Anti-vax, pro-ivermectin measures advance in Kansas Senate

Copyright 2021 The Associated Press. All rights reserved.

Fellow Republican conservatives rallied Tuesday behind a Kansas physician-legislator who's under investigation by the state medical board, advancing his measures to protect doctors pursuing potentially dangerous treatments for COVID-19 and to weaken childhood vaccination requirements.

As a Senate health committee member, state Sen. Mark Steffen successfully pushed a proposal that would require pharmacists to fill prescriptions of the anti-worm medication ivermectin, the anti-malaria drug hydroxychloroquine and other drugs for off-label uses as COVID-19 treatments. Steffen is among the Republican-controlled Legislature s biggest vaccine skeptics and a critic of how the federal government and Democratic Gov. Laura Kelly have handled the coronavirus pandemic.

Steffen also successfully persuaded the Republican-dominated committee to add a proposal to make it easy for parents to claim religious exemptions from vaccine requirements at schools and day cares. Kansas requires children to be vaccinated against more than a dozen diseases — including polio and measles.

The bill goes next to the Senate. The health committee's actions showed that fringe anti-vaccine activists have gained significant influence with GOP lawmakers.

“This is a very dangerous bill,” said Sen. Cindy Holscher, a Kansas City-area Democrat. “It was dangerous before. It's even more dangerous now.”

◆ REQUIRED WORK:
Answer these questions from the article on the Kansas Senate measures.
(a) Which two drugs does the article name among those pharmacists would be required to fill prescriptions for as COVID-19 treatments?
(b) At which places would parents be able to claim religious exemptions from vaccine requirements?
(c) Who said "This is a very dangerous bill"?
The items have nothing to do with the article on the Kansas Senate measures.

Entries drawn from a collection
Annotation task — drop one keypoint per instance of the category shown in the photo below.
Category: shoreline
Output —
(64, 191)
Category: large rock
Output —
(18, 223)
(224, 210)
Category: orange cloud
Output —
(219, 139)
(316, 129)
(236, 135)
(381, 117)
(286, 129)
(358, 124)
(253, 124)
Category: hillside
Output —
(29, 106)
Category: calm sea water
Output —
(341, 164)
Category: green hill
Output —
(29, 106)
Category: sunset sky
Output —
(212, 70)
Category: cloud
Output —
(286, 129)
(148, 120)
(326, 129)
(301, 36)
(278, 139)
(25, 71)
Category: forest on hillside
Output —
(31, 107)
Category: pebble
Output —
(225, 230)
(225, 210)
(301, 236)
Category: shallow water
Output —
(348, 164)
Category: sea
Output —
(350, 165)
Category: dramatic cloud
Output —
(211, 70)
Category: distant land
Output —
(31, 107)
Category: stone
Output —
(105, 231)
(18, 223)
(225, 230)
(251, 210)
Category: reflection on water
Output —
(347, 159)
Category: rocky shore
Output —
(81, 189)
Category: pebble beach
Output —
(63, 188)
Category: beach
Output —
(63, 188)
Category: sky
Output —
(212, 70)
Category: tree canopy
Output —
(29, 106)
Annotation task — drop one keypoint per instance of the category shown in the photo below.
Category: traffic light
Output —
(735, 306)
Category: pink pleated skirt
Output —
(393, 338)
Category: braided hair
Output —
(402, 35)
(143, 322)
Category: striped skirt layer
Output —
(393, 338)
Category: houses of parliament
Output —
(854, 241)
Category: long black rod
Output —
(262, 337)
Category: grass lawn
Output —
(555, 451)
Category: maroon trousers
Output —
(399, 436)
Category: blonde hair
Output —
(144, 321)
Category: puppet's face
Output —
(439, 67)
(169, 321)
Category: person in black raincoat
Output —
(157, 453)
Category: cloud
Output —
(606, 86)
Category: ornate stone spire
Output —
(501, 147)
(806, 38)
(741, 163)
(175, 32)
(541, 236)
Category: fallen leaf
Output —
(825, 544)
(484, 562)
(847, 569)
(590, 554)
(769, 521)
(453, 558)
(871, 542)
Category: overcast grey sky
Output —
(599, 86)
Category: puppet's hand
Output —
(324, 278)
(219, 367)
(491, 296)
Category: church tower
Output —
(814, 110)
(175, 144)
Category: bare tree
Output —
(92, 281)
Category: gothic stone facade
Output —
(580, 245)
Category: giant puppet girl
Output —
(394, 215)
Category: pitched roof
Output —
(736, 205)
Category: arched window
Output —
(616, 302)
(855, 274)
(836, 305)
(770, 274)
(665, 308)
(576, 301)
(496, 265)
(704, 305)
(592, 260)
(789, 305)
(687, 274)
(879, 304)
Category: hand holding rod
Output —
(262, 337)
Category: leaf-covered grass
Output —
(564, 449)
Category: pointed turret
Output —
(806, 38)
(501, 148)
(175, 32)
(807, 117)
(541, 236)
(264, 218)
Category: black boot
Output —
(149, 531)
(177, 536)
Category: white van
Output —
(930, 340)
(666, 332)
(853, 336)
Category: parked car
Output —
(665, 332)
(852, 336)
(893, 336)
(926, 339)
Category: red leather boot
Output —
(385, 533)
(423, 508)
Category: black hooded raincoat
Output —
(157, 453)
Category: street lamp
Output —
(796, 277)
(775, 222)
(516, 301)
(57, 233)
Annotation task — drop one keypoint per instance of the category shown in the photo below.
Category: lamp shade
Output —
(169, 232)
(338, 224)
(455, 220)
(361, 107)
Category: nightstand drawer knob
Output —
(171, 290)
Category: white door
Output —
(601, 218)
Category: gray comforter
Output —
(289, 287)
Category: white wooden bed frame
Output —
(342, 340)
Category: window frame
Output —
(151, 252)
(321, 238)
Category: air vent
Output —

◆ OUTPUT FOR THIS TASK:
(a) Ivermectin and hydroxychloroquine.
(b) Schools and day cares.
(c) Sen. Cindy Holscher, a Kansas City-area Democrat.